Point labeling dataset excerpts
==*==

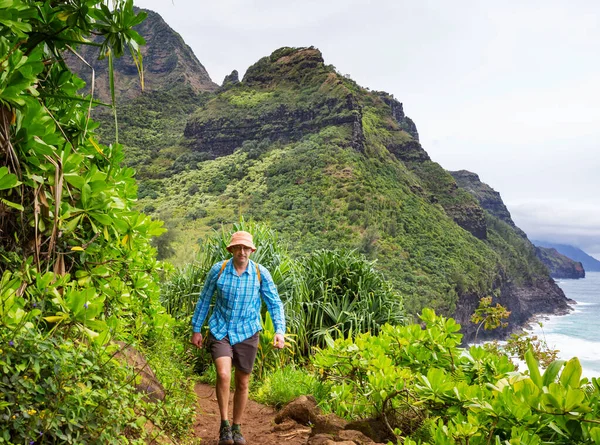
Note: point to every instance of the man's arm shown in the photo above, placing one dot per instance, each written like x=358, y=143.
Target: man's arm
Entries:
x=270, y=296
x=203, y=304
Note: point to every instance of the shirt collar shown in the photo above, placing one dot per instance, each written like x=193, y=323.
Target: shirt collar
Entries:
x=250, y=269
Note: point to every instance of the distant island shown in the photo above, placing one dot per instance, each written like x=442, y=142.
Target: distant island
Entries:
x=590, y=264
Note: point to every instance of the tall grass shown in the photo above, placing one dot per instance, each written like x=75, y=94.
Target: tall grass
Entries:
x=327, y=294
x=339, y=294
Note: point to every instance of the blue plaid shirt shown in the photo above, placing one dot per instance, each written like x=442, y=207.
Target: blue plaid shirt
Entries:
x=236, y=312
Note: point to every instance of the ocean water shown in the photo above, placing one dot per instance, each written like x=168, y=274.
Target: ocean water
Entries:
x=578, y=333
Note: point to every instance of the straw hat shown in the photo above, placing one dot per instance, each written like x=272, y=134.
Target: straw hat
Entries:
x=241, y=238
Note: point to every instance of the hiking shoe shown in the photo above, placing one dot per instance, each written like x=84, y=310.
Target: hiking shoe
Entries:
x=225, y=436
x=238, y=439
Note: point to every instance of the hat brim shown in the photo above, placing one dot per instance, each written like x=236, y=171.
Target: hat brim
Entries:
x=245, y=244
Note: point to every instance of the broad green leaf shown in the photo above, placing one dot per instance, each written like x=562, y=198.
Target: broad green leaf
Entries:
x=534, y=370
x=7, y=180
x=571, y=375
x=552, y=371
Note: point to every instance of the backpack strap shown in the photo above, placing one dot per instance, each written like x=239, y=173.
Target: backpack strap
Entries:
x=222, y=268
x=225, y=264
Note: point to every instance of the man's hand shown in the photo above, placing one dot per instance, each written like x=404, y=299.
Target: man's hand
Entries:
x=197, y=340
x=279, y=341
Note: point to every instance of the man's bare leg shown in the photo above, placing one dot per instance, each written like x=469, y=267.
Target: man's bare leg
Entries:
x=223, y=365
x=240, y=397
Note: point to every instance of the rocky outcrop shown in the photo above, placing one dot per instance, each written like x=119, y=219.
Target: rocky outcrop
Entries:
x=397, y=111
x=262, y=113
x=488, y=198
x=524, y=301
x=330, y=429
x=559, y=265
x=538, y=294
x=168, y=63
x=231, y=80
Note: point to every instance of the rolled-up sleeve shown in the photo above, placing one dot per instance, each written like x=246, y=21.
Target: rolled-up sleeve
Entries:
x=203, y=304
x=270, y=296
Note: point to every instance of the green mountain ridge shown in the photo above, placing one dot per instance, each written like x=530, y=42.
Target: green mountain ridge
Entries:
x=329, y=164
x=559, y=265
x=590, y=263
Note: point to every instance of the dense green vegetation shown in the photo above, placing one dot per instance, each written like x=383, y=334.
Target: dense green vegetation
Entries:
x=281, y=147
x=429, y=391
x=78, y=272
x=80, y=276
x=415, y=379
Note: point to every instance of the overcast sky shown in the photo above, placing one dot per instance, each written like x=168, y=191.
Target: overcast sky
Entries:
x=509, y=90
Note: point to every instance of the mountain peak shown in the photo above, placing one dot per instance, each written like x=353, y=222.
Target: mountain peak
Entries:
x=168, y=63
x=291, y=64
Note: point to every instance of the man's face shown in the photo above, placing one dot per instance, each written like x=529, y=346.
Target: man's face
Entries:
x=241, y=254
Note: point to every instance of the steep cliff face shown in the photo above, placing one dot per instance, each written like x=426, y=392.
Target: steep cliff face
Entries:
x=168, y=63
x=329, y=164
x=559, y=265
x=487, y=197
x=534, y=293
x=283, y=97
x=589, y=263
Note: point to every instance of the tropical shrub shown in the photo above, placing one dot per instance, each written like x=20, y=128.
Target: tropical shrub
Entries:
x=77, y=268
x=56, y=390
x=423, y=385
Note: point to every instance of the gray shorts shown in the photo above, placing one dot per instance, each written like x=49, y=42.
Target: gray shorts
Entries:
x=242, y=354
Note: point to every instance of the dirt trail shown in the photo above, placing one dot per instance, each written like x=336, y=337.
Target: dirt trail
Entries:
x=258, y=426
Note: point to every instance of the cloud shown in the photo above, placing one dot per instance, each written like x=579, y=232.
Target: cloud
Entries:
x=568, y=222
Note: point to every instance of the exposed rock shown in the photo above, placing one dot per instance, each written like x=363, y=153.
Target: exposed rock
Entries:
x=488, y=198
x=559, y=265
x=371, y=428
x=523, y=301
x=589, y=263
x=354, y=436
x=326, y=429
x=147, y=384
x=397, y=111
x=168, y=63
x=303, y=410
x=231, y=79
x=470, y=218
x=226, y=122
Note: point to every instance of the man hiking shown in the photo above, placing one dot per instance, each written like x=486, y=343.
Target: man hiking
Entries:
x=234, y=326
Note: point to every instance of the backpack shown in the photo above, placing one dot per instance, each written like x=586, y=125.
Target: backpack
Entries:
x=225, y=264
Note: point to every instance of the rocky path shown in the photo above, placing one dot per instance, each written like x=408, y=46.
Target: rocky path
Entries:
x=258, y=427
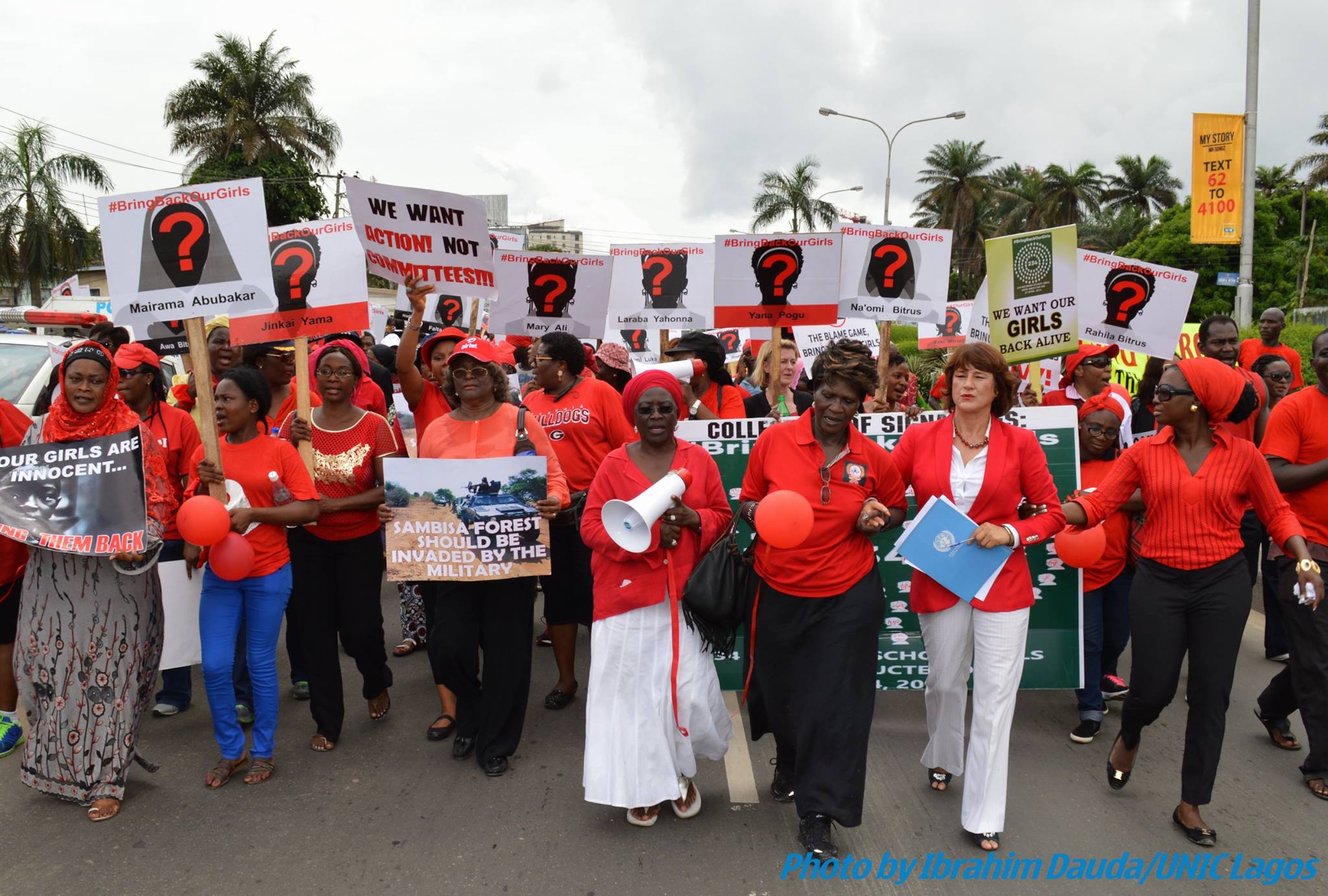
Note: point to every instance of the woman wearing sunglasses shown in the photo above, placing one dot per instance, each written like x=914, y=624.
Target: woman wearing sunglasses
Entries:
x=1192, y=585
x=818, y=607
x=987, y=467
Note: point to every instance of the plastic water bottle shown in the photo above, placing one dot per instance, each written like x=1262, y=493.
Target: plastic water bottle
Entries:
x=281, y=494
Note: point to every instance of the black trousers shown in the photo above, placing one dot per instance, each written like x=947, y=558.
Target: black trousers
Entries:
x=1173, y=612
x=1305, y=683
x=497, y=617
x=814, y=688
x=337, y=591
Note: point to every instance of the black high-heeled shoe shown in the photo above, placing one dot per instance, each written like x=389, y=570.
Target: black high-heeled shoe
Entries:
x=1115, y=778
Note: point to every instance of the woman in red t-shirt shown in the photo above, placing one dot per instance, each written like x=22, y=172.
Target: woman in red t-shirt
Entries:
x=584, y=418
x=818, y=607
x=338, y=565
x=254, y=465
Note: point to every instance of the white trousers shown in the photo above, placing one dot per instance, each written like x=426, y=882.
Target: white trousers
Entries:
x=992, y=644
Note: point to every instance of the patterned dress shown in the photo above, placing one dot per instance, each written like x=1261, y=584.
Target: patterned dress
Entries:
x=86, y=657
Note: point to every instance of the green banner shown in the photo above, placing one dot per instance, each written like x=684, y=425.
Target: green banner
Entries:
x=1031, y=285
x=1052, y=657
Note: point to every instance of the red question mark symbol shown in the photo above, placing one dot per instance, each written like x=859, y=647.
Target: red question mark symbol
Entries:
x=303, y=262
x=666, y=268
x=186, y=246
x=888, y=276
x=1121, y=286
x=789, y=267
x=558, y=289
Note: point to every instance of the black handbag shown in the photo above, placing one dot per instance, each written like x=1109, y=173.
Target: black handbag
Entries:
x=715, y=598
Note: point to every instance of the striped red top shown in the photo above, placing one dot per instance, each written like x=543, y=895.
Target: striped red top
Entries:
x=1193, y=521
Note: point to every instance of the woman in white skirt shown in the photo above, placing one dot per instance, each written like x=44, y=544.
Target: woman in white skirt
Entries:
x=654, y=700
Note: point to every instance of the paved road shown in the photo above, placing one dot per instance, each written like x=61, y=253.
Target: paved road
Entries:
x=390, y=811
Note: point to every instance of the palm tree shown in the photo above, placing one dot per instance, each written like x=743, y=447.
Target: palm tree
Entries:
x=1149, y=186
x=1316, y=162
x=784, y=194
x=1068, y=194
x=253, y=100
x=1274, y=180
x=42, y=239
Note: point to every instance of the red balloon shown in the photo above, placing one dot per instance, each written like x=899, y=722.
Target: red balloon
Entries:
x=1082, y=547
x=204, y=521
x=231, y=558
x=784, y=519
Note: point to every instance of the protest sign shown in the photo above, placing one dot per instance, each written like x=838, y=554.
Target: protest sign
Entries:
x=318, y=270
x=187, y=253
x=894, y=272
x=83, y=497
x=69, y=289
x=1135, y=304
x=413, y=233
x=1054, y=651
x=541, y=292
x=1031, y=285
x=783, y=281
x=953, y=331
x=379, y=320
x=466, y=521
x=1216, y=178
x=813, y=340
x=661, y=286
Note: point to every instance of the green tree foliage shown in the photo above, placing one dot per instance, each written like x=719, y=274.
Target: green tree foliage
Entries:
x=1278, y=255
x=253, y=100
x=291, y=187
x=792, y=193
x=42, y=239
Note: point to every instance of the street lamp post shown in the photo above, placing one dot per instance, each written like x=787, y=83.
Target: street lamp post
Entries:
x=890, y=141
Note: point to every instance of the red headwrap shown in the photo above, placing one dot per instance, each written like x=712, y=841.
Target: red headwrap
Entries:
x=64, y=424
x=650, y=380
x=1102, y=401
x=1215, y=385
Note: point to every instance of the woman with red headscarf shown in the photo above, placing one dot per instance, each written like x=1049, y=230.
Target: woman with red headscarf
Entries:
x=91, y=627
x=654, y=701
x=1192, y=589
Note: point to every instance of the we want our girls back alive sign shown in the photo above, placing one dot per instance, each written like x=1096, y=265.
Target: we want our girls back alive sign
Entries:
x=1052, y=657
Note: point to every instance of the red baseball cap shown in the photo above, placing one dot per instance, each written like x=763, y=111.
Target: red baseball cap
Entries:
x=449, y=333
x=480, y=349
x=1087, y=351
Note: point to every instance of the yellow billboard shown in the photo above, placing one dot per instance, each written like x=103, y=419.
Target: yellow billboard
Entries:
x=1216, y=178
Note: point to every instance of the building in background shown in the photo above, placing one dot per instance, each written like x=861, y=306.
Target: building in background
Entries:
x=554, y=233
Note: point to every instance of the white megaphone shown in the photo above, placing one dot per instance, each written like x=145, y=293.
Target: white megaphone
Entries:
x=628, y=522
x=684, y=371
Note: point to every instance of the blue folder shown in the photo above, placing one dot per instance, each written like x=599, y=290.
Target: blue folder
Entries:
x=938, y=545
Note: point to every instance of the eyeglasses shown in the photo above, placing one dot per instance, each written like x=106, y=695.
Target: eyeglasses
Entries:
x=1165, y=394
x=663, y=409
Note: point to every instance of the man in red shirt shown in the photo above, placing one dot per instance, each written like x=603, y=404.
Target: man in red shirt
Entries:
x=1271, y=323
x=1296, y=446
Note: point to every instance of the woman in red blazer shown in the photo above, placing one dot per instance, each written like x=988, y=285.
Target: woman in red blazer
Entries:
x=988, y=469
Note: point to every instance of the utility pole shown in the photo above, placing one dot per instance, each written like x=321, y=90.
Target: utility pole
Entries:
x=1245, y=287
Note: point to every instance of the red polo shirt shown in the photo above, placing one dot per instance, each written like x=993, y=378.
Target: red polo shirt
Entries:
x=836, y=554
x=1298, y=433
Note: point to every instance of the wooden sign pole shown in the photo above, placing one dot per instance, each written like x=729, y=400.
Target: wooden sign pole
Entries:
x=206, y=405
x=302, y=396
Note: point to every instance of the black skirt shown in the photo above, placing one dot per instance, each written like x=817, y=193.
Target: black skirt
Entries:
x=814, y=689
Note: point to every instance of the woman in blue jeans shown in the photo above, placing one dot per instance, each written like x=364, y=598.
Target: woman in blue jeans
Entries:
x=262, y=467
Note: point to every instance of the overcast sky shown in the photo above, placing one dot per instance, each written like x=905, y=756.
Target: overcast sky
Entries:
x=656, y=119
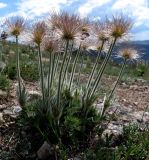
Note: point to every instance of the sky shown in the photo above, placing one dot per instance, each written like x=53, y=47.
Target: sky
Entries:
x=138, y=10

==*==

DIRECTIVE
Print the items from the line with "Note: point to every instance of the woman in red t-shirt" up to and including the line with "x=654, y=700", keeping every line as it appears.

FULL ANSWER
Note: point to every instance of the woman in red t-shirt shown in the photo above, placing one dot per instance, each written like x=22, y=172.
Target: woman in red t-shirt
Entries:
x=584, y=418
x=818, y=607
x=338, y=565
x=254, y=465
Note: point to every instance of the white trousers shown in the photo above, placing one dot per instance, each written like x=426, y=882.
Target: white trousers
Entries:
x=992, y=644
Note: point to every instance of the patterned dress shown in the photo above, placing one dot per instance, each written like x=1261, y=584.
Target: patterned dress
Entries:
x=86, y=657
Note: point to every instance of the green banner shown in the photo above, placing one dot per instance, each written like x=684, y=425.
Target: green banner
Entries:
x=1031, y=285
x=1052, y=657
Note: point to every instance of the red question mark symbol shown in the photo above, placing one dot per instance, each written like x=859, y=647.
Target: red question mark symbol
Entries:
x=303, y=262
x=666, y=268
x=186, y=246
x=888, y=276
x=1121, y=286
x=789, y=267
x=558, y=289
Note: point to every instance of the black handbag shown in the photo above, placing one dot per instance, each written like x=1109, y=173.
Target: black handbag
Entries:
x=715, y=598
Note: point to every instance of the striped red top shown in the photo above, placing one dot per instance, each written like x=543, y=895.
Target: striped red top
Entries:
x=1193, y=521
Note: point to every instance of the woman in white skirt shown in the photo above, placing one dot per instance, each written like x=44, y=544.
Target: woman in white skirt
Entries:
x=654, y=700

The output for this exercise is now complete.